Task directions
Copy out the entries in the stretch from the line containing "Where can the metal loaf pan be seen here?" through the line containing "x=26, y=370", keeping every line, requests included. Shift each coordinate in the answers up by 37.

________________________________________

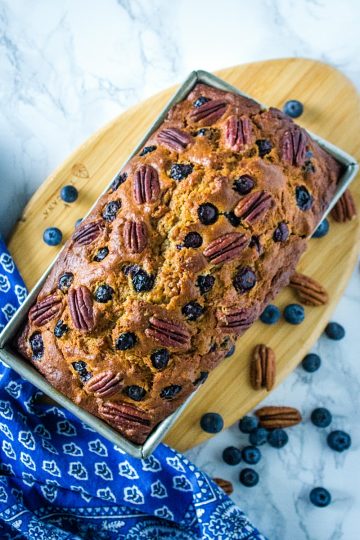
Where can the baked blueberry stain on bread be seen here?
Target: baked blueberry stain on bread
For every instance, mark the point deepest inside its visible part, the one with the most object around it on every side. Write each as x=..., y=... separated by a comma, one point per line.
x=192, y=240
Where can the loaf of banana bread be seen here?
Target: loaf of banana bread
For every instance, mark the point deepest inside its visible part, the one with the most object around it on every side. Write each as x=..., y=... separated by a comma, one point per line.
x=193, y=238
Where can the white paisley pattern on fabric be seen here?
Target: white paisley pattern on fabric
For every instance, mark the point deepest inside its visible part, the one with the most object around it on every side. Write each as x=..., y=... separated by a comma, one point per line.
x=61, y=480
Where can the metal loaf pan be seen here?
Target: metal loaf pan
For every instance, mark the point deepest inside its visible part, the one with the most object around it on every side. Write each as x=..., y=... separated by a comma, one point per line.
x=26, y=370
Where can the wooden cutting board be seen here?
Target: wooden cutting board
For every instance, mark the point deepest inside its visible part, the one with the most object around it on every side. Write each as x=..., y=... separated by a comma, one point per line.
x=332, y=110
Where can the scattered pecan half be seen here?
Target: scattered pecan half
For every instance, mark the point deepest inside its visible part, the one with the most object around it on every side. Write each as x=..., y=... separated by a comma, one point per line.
x=105, y=384
x=262, y=368
x=254, y=206
x=272, y=417
x=45, y=310
x=146, y=184
x=309, y=291
x=168, y=333
x=345, y=209
x=225, y=485
x=226, y=248
x=87, y=233
x=174, y=138
x=209, y=112
x=293, y=146
x=81, y=308
x=238, y=132
x=135, y=236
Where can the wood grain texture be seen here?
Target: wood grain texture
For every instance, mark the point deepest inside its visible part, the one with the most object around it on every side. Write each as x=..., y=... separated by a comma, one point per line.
x=332, y=110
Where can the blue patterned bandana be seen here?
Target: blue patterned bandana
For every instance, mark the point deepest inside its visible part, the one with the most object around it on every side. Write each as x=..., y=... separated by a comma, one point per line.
x=59, y=479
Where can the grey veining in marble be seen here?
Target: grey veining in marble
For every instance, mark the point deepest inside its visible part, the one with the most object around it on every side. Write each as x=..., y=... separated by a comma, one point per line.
x=68, y=67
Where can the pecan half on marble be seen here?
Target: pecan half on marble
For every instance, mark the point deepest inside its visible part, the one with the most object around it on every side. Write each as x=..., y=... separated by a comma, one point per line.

________________________________________

In response
Where can the metal loaf pan be seen here?
Target: metal loaf pan
For every instance, mark the point deepest inside its visible part, the one with the most object around it on every side. Write each as x=..., y=... separated by a comma, one point per line.
x=63, y=407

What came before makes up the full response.